→ WORK TO BE COMPLETED
Extract each line from the records below that contains the word "grain" and copy it in full. Case counts.

→ ENTRIES
________________

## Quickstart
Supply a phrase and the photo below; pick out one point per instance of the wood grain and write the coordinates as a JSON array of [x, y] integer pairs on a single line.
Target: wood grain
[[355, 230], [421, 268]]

________________

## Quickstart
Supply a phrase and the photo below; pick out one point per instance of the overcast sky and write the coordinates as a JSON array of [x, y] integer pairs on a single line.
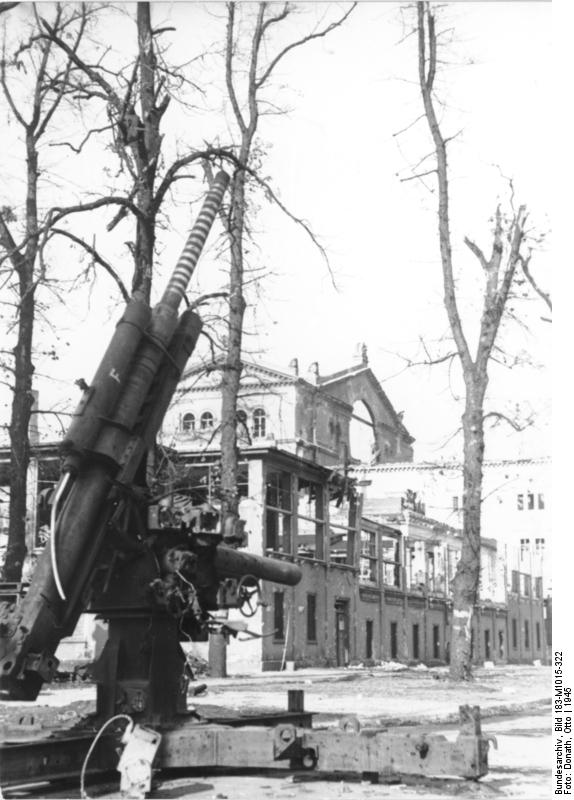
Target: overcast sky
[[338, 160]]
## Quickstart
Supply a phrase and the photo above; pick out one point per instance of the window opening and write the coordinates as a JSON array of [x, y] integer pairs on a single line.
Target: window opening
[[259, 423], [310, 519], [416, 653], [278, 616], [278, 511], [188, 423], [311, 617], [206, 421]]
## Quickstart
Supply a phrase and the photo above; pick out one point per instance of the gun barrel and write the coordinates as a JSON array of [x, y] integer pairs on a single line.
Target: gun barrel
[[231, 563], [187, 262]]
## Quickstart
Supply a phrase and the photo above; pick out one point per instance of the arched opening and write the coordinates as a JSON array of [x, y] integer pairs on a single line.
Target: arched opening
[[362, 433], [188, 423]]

________________

→ SOLVED EXERCISE
Supply a phrase and the photo below; pick out one point per instance of the wood grain and write the coordinates as a JSON array of [x, y] integer pairs on a single line.
Target: wood grain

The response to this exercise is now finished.